People have known about the dangers of asbestos exposure for decades now. Luckily, it is no longer as prevalent as it used to be, but many people still come into contact with the substance. In fact, secondhand asbestos exposure is a major problem, and it is more likely to impact the lives of women and children.

Secondhand asbestos occurs when someone who was in contact with asbestos physically brings it to someone who was nowhere in the vicinity. In the past, this usually occurred when a construction worker dealing with asbestos would return home, and his clothing would contact furniture, walls and other items around the house. The wife and children who did not work with asbestos still suffered from its effects. Individuals who suffer from the effects of asbestos in any form may seek compensation for any illnesses that developed.

What are the dangers of secondhand exposure?

The risks of secondhand exposure are exactly the same as primary exposure. People may develop asbestos-related illnesses, including asbestosis, lung cancer and mesothelioma. It may also lead to less severe complications, including pleural plaques.

**ACTION ITEM**
Could you carry the piece on secondhand asbestos exposure forward from its last sentence? Nothing in the records is needed here.

**STUDY MATERIAL**
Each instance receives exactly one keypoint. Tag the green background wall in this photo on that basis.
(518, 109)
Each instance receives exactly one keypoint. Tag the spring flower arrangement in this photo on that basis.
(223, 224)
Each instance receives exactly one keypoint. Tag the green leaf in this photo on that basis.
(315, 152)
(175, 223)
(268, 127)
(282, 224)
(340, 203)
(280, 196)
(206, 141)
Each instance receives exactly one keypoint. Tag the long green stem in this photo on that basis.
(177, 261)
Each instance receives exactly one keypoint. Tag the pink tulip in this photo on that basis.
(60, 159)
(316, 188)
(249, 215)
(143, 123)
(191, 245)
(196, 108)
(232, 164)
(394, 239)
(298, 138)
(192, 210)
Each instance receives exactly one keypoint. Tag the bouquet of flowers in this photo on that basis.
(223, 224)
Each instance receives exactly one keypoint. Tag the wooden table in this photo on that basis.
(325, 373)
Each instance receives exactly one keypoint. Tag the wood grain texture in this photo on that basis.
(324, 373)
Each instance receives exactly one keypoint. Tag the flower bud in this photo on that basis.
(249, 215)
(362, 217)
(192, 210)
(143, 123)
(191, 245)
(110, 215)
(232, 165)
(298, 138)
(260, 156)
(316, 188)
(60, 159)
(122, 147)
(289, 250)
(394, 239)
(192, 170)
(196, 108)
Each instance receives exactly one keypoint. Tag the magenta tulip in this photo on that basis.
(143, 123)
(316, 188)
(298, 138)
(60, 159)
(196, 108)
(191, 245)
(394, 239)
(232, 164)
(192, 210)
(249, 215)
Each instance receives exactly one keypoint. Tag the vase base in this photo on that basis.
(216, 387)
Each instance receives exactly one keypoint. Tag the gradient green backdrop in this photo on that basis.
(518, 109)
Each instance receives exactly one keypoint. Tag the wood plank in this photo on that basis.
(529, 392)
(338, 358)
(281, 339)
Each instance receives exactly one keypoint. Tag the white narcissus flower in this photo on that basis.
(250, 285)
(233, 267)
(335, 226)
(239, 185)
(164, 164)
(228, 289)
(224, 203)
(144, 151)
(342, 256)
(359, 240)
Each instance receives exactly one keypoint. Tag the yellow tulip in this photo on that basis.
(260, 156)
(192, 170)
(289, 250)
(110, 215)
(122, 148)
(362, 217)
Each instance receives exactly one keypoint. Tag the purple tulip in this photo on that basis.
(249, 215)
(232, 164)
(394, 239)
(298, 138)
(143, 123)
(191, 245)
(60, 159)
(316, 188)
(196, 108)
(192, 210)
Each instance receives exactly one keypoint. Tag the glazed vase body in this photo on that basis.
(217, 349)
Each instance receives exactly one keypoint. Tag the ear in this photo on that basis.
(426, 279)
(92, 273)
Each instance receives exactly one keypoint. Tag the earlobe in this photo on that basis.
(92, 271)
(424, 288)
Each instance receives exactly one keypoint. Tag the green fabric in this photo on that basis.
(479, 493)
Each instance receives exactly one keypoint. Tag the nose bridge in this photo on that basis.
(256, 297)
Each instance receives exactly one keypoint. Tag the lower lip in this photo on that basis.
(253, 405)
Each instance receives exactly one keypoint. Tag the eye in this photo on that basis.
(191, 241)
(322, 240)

**EXERCISE RESPONSE**
Extensive research has gone into studying the impact of secondhand asbestos exposure, and all of them draw a direct link between a person’s medical condition and asbestos.

Is a lawsuit possible?

It is possible to file a lawsuit due to harm from secondhand exposure. However, it is a much more difficult case to win. Individuals who work in construction or mining can show direct relation between asbestos contact and their medical conditions. Determining liability for secondhand exposure is not as easy. In fact, some states have rejected secondhand claims entirely.

To strengthen a case, it is important to identify the sources of the asbestos and how the person with firsthand exposure may have brought the fibers into the home.